▶ [FRAGMENT]

-*-*-

Morgen zal het al vijf jaar geleden zijn dat in Mexico-Stad de Colombiaanse auteur Gabriel García Márquez is overleden. Hij werd 87. Zijn gezondheid was de laatste jaren sterk achteruit gegaan. Toen hij in 1982 de Nobelprijs voor Literatuur kreeg, heb ik voor De Rode Vaan een kort stukje geschreven. Maar eerst Johan de Belie over zijn debuut…
Garcia Marquez debuteerde met een reeks verhalen. Reeds in 1947 verscheen een eerste verzameling. Opvallend is dat deze teksten zeer sterk variëren in stijl. Wat blijkt uit de collectie van negen die vertaald werd uitgegeven onder de titel ‘De uitvaart van Mama Grande’ (Meulenhoff, 1976), naar het origineel van 1967, aangevuld met een extraatje waarmee de bundel opent ‘Isabel en de regen in Macondo’. Aan dit verhaal, hoewel het pas veel later afgewerkt werd, begon hij in 1946 te schrijven en het was wellicht de eerste keer dat het dorp Macondo in zijn literatuur opdook. Macondo, het stadje dat tot een mythe zou uitgroeien in zijn oeuvre en in Colombia. Isabel woont met haar echtgenoot bij haar schoonfamilie. Zij is zwanger. Het dorp, Macondo, heeft enkele maanden geleden onder extreme hitte en droogte. Dan is er plots de verlossende regen… Een dag, twee, drie dagen. Het blijft regenen. Het wordt een heuse zondvloed. Langzaam dringt het water de woning binnen. Overspoelt de akkers. De brug wordt weggeslagen, wegen worden weggespoeld, dieren komen om. Tot… ontwaakt Isabel? Was dit een nachtmerrie? Of beleven we een sprong in de tijd en bevinden we ons met haar weer waar we de eerste druppels hoorden vallen? De apocalyps of een heel kwade droom… Een surrealistisch verhaal.

-*-*-

▶ [Labels voor objectpunten]
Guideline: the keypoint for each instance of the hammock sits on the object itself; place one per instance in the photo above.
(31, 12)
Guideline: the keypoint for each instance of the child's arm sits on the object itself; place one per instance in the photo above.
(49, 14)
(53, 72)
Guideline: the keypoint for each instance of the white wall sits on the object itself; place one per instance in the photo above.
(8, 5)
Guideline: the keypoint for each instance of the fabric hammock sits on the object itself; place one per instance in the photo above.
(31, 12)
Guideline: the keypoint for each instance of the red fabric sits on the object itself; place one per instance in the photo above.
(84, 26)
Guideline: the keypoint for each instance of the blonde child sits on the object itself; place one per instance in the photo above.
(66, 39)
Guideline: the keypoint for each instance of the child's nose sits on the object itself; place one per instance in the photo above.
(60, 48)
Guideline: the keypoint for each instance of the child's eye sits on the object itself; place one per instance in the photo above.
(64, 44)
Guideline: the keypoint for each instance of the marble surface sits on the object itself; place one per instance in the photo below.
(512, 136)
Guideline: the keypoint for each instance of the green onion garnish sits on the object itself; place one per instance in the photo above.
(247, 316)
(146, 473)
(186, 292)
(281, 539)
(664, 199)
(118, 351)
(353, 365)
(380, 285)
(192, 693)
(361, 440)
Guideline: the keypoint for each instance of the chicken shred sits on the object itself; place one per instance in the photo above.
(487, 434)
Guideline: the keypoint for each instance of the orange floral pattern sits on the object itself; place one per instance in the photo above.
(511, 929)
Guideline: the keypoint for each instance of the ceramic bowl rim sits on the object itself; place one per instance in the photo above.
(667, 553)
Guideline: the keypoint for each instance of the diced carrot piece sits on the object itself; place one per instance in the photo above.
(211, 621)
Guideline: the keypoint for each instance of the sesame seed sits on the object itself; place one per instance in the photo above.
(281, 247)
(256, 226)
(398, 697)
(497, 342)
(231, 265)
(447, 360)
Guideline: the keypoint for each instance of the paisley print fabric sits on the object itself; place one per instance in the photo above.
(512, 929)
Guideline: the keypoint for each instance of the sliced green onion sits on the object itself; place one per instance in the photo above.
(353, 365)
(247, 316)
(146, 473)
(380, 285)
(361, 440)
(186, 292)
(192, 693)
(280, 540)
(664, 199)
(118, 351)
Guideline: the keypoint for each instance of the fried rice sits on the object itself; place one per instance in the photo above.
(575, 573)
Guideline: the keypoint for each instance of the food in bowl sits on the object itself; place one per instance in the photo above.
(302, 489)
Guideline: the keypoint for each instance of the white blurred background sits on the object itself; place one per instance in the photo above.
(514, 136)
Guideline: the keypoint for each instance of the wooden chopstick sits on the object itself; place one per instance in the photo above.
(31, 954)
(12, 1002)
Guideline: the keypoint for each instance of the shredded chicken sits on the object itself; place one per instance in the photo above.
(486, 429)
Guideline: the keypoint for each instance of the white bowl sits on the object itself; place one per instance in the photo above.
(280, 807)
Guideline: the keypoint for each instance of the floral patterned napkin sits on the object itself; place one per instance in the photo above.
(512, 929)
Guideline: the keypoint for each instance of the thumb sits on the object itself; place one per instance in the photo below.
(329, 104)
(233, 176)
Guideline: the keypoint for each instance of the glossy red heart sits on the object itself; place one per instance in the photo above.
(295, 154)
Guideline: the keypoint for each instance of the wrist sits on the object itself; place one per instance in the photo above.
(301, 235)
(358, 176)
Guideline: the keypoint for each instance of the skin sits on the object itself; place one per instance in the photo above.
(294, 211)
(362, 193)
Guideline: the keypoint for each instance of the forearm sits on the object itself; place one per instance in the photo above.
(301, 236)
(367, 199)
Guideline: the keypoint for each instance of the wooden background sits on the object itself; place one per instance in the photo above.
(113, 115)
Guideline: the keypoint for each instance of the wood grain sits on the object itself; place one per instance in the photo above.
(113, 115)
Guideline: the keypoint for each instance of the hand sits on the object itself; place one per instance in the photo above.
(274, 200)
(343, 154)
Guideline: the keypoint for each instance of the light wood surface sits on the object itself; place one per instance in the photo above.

-*-*-

▶ [OP TE LOSSEN]
(1) Welke jaartallen worden in het fragment over García Márquez genoemd?
(2) Kun je in de rijen, vanaf de regel met "Guideline: the keypoint for each instance of the hand" tot en met de laatste rij, "hand" hernoemen naar "palm"? Geef alleen die regels terug, verder ongewijzigd.
Het fragment en de rijen staan los van elkaar.

▶ [VERWACHTE ANTWOORDEN]
(1) 1982, 1947, 1976, 1967, 1946

(2)
Guideline: the keypoint for each instance of the palm sits on the object itself; place one per instance in the photo above.
(274, 200)
(343, 154)
Guideline: the keypoint for each instance of the light wood surface sits on the object itself; place one per instance in the photo above.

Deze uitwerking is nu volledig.